++++ Excerpted passage
Staking as much ETH as possible is the main goal of 2023. We must avoid building monopolies while doing so. We need as many people as possible running validators in order to make Ethereum the most decentralized and robust layer possible.
But that's not all, we need to stop using unstaked ETH in Defi. It’s counter-intuitive and inefficient if staking and withdrawals solutions are safe and battle-tested. LSD should eventually replace WETH and ETH but there are too many LSD versions circulating at the moment.
This brings me to the next hot topic of 2023, tackling fragmented liquidity.
LSD is a great tool for doing a lot of things, fragmenting liquidity is a negative externality of it. The LSD war brings a lot of competition, strong incentives and many options for the user. It's positive in perspective, but it's not the basis on which we want to start so that staked ETH becomes the base currency of Decentralized Finance.
Frax to save them all ?
Luckily, we might have a savior to unify all staked ETH liquidity. Frax with frxETH & sfrxETH are here to take it all. But as always, they are happy to share the glory as they have a mountain to climb.
It’s in their obvious interest to make frxETH the base currency of Defi as Frax has everything except consistent volumes on their pools. They are still looking for the magic sauce for FRAX. What is expected to generate the most DEX volumes in 2023? Incentivized pools for Liquid Staking Derivatives. FrxETH might be the missing secret ingredient.
Frax already has the recipe for making a base pool. They’ll create a frxETH/USDC/FRAX pool on Curve, heavily incentivize it with all their voting and bribing power, and thus attract massive amount of liquidity. As simple as that. We've seen it work before with the FRAX Base Pool. From now on, I'll call it a classic Frax.
++++++++
** Problem to work on **
Reproduce the passage on staked ETH and Frax above word for word.
++++ Data block
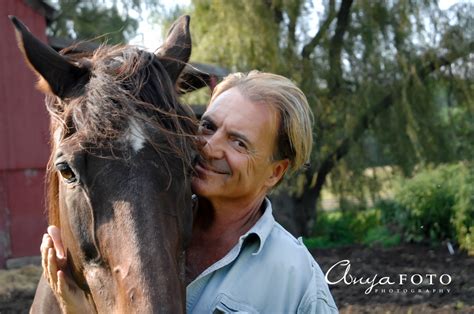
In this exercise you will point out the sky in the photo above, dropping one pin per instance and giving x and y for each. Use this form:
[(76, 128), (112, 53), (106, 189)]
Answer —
[(150, 36)]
++++++++
** The answer **
Staking as much ETH as possible is the main goal of 2023. We must avoid building monopolies while doing so. We need as many people as possible running validators in order to make Ethereum the most decentralized and robust layer possible.
But that's not all, we need to stop using unstaked ETH in Defi. It’s counter-intuitive and inefficient if staking and withdrawals solutions are safe and battle-tested. LSD should eventually replace WETH and ETH but there are too many LSD versions circulating at the moment.
This brings me to the next hot topic of 2023, tackling fragmented liquidity.
LSD is a great tool for doing a lot of things, fragmenting liquidity is a negative externality of it. The LSD war brings a lot of competition, strong incentives and many options for the user. It's positive in perspective, but it's not the basis on which we want to start so that staked ETH becomes the base currency of Decentralized Finance.
Frax to save them all ?
Luckily, we might have a savior to unify all staked ETH liquidity. Frax with frxETH & sfrxETH are here to take it all. But as always, they are happy to share the glory as they have a mountain to climb.
It’s in their obvious interest to make frxETH the base currency of Defi as Frax has everything except consistent volumes on their pools. They are still looking for the magic sauce for FRAX. What is expected to generate the most DEX volumes in 2023? Incentivized pools for Liquid Staking Derivatives. FrxETH might be the missing secret ingredient.
Frax already has the recipe for making a base pool. They’ll create a frxETH/USDC/FRAX pool on Curve, heavily incentivize it with all their voting and bribing power, and thus attract massive amount of liquidity. As simple as that. We've seen it work before with the FRAX Base Pool. From now on, I'll call it a classic Frax.